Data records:

========================

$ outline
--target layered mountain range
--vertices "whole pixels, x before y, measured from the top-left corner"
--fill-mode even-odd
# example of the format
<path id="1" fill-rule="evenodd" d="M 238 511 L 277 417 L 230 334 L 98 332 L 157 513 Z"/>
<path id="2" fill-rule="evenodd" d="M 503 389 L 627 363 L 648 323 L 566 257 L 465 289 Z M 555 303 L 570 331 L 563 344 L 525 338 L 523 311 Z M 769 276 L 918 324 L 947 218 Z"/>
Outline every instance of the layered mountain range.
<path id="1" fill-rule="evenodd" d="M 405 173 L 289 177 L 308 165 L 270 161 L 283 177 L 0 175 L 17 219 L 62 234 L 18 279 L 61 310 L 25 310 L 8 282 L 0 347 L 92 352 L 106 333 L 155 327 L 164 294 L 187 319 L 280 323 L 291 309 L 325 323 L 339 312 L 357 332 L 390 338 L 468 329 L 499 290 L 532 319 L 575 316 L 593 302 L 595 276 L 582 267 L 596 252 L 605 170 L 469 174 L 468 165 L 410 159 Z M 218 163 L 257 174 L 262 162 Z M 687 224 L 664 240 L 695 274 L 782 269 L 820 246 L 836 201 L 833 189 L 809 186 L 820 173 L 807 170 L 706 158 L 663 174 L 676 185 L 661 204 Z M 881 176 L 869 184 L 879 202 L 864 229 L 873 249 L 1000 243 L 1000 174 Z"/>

========================

### THE EXERCISE
Present every line of the listing, from its first line through the line containing "Outline every instance" inclusive, as a Markdown table with the columns Row and Text, omitting any blank lines.

### EXERCISE RESPONSE
| Row | Text |
|---|---|
| 1 | $ outline |
| 2 | --target layered mountain range |
| 3 | --vertices "whole pixels, x before y, measured from the top-left corner" |
| 4 | --fill-mode even-odd |
| 5 | # example of the format |
| 6 | <path id="1" fill-rule="evenodd" d="M 238 511 L 277 417 L 230 334 L 98 332 L 157 513 Z"/> |
| 7 | <path id="2" fill-rule="evenodd" d="M 503 389 L 627 363 L 648 323 L 566 257 L 465 289 Z M 555 303 L 570 331 L 563 344 L 525 338 L 523 311 Z M 769 276 L 918 324 L 947 218 Z"/> |
| 8 | Outline every instance of the layered mountain range. |